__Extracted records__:

- - - - -

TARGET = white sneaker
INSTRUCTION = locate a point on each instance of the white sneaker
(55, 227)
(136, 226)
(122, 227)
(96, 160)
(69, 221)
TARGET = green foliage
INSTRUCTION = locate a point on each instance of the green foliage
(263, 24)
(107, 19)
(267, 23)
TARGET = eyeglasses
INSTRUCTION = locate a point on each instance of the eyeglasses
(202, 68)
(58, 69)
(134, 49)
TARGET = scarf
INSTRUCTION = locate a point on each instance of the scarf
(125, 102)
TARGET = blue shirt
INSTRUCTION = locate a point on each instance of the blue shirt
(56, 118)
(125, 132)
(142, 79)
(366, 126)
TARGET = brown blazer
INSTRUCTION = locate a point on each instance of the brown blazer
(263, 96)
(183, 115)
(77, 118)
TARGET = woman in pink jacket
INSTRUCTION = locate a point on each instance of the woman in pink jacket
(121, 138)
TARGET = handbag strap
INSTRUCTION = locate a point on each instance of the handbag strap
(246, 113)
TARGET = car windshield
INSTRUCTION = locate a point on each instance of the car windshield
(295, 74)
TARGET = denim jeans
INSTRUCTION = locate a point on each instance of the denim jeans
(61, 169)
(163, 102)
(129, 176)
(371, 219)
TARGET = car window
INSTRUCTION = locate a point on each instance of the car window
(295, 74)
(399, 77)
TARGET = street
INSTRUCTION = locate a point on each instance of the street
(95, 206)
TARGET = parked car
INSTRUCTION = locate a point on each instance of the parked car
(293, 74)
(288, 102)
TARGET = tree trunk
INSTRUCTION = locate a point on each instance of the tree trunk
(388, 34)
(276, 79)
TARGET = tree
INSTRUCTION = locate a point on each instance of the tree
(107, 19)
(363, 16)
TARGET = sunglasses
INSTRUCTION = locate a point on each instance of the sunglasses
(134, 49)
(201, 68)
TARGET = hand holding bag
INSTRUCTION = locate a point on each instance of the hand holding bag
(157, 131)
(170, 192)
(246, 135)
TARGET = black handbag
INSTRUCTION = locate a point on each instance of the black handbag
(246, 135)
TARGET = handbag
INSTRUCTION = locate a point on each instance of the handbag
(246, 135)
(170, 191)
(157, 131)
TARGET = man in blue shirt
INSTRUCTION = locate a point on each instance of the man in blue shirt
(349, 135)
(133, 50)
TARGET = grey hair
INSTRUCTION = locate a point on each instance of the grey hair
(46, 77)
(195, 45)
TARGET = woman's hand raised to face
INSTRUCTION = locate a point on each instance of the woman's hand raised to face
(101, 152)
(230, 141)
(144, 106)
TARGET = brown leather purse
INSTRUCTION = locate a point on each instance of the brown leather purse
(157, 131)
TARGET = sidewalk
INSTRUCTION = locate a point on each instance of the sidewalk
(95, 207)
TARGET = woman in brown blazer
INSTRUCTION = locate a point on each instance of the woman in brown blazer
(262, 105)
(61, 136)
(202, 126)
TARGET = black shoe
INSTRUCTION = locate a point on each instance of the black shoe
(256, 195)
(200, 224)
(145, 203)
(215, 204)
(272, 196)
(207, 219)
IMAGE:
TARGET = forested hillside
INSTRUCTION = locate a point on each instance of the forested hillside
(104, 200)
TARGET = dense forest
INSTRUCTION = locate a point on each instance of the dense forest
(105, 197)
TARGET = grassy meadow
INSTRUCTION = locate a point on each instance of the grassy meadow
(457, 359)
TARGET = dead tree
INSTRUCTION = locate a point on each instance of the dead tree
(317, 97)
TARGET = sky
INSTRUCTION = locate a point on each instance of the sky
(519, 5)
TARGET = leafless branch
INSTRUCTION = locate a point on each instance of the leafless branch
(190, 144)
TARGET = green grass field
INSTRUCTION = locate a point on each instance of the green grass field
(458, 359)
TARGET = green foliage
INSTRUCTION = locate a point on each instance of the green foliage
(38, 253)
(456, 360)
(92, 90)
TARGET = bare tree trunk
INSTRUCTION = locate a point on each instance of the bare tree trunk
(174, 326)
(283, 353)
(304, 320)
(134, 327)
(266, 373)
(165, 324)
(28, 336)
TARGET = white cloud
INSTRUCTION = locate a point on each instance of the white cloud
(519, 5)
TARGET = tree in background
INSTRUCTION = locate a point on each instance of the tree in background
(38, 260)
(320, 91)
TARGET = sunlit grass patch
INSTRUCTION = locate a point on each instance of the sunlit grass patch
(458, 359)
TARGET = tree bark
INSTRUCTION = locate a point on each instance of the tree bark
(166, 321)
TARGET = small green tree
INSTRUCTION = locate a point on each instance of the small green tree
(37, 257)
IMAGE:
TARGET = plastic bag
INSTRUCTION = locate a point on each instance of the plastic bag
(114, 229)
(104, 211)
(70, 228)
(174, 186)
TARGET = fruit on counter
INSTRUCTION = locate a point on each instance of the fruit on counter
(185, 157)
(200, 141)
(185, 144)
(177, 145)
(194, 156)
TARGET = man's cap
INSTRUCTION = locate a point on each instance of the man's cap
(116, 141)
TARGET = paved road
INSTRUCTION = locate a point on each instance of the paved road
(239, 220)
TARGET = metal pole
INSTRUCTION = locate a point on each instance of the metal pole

- - - - -

__Task requirements__: Give back exactly the lines running from the line containing "TARGET = sky" through the end of the material above, both included, and nothing beyond them.

__Written response__:
TARGET = sky
INSTRUCTION = locate a point on each instance of the sky
(519, 5)
TARGET = leafless branch
INSTRUCTION = locate a point on each instance of the leafless branch
(190, 144)
TARGET = green grass field
INSTRUCTION = locate a point on each instance of the green grass field
(458, 359)
TARGET = green foliage
INSTRUCTION = locate a point on each instance of the green foliage
(38, 253)
(456, 360)
(92, 90)
TARGET = bare tree trunk
INSTRUCTION = locate a point on each instance of the bare tree trunk
(174, 326)
(283, 353)
(304, 320)
(134, 327)
(266, 373)
(165, 324)
(28, 336)
TARGET = white cloud
INSTRUCTION = locate a point on each instance of the white cloud
(519, 5)
TARGET = tree in background
INSTRUCTION = locate a point on each instance of the tree in background
(38, 260)
(320, 91)
TARGET = sunlit grass patch
INSTRUCTION = locate a point on each instance of the sunlit grass patch
(458, 359)
TARGET = tree bark
INSTRUCTION = locate a point on each instance of the tree bark
(166, 321)
TARGET = small green tree
INSTRUCTION = locate a point on each instance of the small green tree
(37, 257)
IMAGE:
TARGET = plastic bag
INSTRUCTION = locate a point on each instance of the plastic bag
(114, 229)
(104, 211)
(70, 228)
(174, 186)
TARGET = fruit on counter
INSTRUCTION = locate a point on each instance of the fruit on counter
(185, 157)
(200, 141)
(185, 144)
(177, 145)
(194, 156)
TARGET = man's cap
INSTRUCTION = locate a point on each instance of the man's cap
(116, 141)
TARGET = paved road
INSTRUCTION = locate a point on each instance of the paved road
(239, 220)
TARGET = metal pole
INSTRUCTION = locate a point on each instance of the metal pole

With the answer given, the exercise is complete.